╭─ EXERCISE MATERIAL

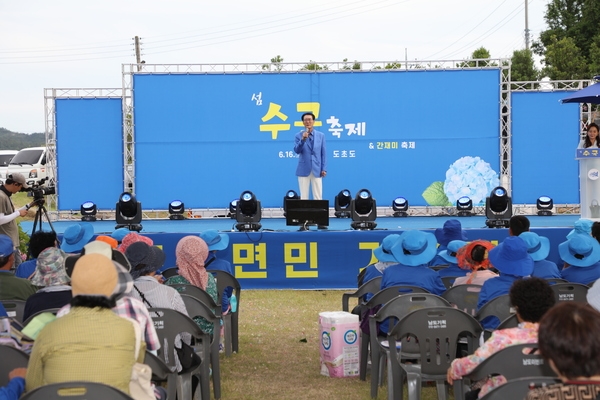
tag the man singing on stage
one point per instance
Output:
(312, 164)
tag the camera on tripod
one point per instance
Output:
(37, 191)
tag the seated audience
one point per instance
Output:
(11, 287)
(50, 275)
(218, 242)
(531, 298)
(414, 250)
(517, 225)
(449, 255)
(538, 248)
(147, 285)
(16, 385)
(134, 237)
(126, 306)
(39, 241)
(190, 253)
(119, 234)
(474, 257)
(569, 341)
(90, 343)
(581, 227)
(76, 236)
(452, 230)
(510, 258)
(596, 231)
(385, 258)
(581, 255)
(108, 240)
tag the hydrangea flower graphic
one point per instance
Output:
(467, 176)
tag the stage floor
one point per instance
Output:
(282, 257)
(278, 224)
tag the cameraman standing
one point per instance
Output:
(8, 215)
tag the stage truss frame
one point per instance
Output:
(507, 86)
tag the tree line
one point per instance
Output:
(16, 141)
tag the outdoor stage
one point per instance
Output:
(281, 257)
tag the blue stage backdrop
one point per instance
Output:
(429, 136)
(89, 152)
(545, 136)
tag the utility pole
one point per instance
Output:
(526, 26)
(138, 57)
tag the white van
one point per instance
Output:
(31, 162)
(5, 157)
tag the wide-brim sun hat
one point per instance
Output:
(50, 268)
(384, 251)
(215, 240)
(464, 256)
(510, 257)
(452, 230)
(580, 251)
(538, 246)
(450, 253)
(97, 247)
(76, 236)
(581, 227)
(415, 248)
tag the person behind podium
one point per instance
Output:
(312, 163)
(591, 137)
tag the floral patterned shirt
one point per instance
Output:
(525, 333)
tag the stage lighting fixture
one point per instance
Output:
(233, 208)
(128, 212)
(498, 208)
(544, 205)
(364, 211)
(88, 211)
(342, 204)
(176, 210)
(464, 206)
(400, 207)
(248, 213)
(290, 195)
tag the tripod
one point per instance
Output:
(38, 217)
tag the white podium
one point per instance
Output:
(589, 182)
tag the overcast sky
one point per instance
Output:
(82, 44)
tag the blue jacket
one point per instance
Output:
(545, 269)
(452, 270)
(584, 275)
(491, 289)
(421, 276)
(313, 154)
(13, 390)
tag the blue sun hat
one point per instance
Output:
(580, 251)
(581, 227)
(510, 257)
(415, 248)
(215, 240)
(538, 246)
(450, 253)
(452, 230)
(384, 251)
(76, 236)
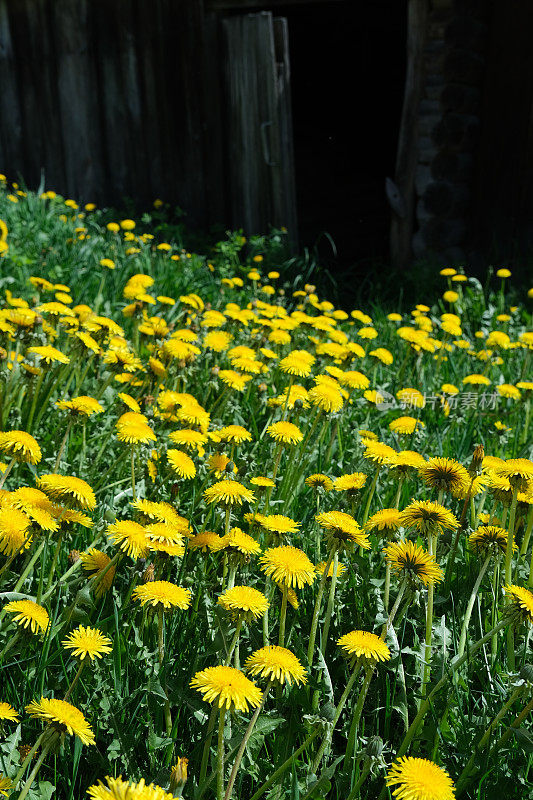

╰─

The number of lines containing "tripod" is all that is wanted; tally them in the data.

2